Dataset rows on where objects appear:
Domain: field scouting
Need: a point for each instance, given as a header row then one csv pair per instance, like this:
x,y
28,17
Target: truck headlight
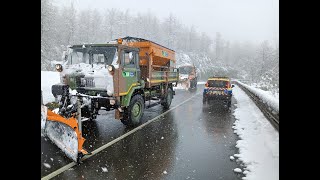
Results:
x,y
59,67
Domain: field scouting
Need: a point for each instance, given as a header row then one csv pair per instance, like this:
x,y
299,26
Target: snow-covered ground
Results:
x,y
259,141
267,96
48,78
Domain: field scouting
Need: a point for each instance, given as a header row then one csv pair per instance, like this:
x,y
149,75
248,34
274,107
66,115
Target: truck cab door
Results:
x,y
130,74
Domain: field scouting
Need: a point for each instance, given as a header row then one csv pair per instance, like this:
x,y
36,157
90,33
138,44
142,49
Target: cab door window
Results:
x,y
129,59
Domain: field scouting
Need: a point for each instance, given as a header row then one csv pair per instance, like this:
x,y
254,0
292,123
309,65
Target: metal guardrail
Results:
x,y
268,112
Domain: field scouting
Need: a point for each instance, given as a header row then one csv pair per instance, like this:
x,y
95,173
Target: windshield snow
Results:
x,y
92,55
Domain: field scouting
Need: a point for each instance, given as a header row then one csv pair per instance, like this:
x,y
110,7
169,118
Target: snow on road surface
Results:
x,y
48,78
266,96
259,141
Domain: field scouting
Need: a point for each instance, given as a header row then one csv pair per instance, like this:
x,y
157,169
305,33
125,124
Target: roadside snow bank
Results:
x,y
48,78
266,96
259,141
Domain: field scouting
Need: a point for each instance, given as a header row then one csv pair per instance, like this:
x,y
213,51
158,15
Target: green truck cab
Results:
x,y
126,75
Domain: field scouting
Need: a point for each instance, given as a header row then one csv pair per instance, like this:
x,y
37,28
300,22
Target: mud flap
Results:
x,y
66,134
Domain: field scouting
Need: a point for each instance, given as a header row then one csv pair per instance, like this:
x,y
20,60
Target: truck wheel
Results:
x,y
134,112
168,99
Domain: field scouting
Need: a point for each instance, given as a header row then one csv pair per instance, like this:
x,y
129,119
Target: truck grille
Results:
x,y
90,82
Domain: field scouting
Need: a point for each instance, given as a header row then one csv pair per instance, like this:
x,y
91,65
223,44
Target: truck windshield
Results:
x,y
92,55
185,70
218,83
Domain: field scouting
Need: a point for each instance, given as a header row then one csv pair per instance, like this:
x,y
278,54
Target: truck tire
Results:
x,y
134,112
168,99
204,100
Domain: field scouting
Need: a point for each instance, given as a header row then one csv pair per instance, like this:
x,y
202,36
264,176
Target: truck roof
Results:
x,y
220,78
135,39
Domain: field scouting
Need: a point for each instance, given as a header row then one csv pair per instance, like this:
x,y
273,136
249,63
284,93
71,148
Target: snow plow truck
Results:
x,y
188,77
126,75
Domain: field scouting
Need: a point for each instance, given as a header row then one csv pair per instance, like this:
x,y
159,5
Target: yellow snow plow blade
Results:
x,y
66,134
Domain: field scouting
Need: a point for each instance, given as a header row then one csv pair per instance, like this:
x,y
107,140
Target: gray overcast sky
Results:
x,y
236,20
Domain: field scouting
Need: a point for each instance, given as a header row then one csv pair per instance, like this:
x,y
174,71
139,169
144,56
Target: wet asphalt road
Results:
x,y
193,141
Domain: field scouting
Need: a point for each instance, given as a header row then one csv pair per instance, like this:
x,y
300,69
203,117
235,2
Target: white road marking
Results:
x,y
70,165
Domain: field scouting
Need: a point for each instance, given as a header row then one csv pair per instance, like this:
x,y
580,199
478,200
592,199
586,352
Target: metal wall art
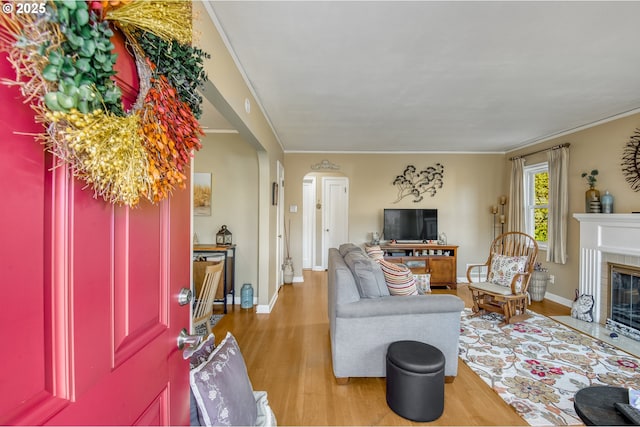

◆ Task:
Which lines in the items above contain the word "metal"? Copy each of them, matching case exactly.

◆ The reply:
Target: metal guardrail
Target: metal wall art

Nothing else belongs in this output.